_YOUR TASK:_ Pick out every line of the data below that contains the word "granite", and copy each of those lines.

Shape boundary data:
○ ○ ○ ○ ○ ○ ○

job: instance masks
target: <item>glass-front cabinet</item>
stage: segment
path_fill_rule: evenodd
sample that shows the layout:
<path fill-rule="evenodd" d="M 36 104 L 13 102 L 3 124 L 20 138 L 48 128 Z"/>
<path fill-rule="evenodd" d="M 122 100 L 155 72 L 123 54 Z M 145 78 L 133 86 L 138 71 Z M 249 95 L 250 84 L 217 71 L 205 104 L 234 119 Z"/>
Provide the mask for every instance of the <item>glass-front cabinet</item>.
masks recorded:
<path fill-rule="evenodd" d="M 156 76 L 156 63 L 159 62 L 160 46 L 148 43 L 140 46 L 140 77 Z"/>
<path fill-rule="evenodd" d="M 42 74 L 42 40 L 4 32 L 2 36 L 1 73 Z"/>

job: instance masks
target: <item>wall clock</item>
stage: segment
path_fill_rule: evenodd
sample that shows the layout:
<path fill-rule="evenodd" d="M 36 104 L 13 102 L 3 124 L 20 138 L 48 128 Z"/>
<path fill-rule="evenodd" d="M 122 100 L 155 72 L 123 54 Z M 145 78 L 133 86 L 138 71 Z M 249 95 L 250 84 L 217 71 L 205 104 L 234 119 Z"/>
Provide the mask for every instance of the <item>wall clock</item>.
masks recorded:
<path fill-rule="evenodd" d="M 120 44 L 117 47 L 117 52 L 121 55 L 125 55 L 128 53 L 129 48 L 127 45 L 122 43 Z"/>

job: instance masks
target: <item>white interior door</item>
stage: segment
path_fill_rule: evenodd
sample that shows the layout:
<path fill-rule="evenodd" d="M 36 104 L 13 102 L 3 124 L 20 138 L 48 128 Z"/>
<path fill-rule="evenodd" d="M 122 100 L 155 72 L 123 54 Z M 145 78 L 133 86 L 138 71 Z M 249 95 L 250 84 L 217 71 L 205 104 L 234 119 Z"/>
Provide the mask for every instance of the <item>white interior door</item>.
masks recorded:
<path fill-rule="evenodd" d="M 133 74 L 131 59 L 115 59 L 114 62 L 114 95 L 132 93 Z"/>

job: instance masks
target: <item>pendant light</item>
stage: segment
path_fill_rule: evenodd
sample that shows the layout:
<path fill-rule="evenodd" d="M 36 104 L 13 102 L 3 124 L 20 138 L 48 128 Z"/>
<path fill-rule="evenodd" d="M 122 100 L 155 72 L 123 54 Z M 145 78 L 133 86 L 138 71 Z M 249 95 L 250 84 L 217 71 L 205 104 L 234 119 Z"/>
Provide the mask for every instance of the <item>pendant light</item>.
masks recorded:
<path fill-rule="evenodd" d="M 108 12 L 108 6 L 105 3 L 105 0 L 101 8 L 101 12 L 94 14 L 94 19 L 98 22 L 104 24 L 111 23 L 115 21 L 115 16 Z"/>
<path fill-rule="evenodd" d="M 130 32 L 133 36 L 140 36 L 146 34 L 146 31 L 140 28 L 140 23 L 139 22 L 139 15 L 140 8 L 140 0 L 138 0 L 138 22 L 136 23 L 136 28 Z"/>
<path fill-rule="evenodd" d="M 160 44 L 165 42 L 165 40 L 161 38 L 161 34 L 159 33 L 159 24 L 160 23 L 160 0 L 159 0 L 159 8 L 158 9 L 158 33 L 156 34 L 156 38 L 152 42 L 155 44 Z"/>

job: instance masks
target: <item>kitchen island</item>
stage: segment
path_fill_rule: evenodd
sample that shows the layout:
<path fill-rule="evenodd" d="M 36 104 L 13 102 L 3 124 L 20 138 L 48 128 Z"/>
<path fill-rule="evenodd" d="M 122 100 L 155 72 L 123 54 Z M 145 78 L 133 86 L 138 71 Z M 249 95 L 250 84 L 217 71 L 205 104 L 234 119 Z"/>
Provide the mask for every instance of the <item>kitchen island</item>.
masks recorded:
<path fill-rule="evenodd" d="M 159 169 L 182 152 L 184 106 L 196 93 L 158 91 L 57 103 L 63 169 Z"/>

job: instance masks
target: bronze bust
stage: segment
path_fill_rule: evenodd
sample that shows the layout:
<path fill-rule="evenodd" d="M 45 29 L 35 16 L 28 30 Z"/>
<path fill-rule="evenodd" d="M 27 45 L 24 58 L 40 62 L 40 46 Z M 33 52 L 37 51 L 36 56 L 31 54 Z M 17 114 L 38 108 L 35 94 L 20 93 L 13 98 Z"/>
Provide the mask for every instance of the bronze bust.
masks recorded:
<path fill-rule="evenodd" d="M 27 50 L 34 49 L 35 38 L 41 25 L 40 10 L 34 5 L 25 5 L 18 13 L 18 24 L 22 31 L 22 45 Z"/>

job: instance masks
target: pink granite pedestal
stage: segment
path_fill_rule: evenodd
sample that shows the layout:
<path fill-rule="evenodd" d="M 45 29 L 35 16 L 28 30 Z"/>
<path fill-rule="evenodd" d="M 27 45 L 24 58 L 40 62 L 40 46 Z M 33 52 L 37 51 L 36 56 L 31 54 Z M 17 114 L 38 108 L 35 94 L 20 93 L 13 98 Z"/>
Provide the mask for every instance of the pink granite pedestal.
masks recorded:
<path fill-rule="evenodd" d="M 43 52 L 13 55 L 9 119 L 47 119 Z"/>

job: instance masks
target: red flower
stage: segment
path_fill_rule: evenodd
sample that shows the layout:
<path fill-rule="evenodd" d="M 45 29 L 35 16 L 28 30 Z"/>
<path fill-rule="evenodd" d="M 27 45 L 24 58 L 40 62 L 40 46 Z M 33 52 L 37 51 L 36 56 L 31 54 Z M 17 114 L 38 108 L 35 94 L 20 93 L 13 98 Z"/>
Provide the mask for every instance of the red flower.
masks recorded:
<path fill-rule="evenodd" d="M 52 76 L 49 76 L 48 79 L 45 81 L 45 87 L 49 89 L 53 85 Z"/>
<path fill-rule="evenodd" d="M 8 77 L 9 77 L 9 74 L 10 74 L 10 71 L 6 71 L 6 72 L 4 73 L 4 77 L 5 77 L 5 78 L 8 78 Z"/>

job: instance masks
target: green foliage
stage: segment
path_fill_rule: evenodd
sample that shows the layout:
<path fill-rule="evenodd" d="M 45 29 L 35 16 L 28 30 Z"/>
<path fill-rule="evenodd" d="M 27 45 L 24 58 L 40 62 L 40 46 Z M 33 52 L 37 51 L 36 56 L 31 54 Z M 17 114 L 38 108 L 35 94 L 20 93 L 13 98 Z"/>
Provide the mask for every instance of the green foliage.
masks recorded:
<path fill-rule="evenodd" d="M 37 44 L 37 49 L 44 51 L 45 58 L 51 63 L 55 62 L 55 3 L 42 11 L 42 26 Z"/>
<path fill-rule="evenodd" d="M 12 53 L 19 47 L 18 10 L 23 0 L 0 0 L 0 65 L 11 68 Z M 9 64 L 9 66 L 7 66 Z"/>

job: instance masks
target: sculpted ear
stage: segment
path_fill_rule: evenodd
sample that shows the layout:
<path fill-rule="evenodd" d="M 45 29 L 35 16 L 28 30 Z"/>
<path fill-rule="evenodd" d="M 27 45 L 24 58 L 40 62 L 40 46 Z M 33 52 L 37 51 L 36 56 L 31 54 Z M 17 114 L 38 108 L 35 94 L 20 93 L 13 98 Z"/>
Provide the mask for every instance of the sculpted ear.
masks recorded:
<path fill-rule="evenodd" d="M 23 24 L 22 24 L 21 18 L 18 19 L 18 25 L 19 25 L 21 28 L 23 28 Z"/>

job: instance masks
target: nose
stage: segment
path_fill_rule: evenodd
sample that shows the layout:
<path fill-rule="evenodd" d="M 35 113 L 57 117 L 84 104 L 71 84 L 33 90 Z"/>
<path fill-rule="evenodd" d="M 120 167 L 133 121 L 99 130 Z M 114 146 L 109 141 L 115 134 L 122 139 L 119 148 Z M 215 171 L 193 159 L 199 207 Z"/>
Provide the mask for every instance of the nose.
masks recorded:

○ ○ ○ ○ ○ ○ ○

_ANSWER TO THIS EXERCISE:_
target: pink granite pedestal
Provide the mask for every instance of the pink granite pedestal.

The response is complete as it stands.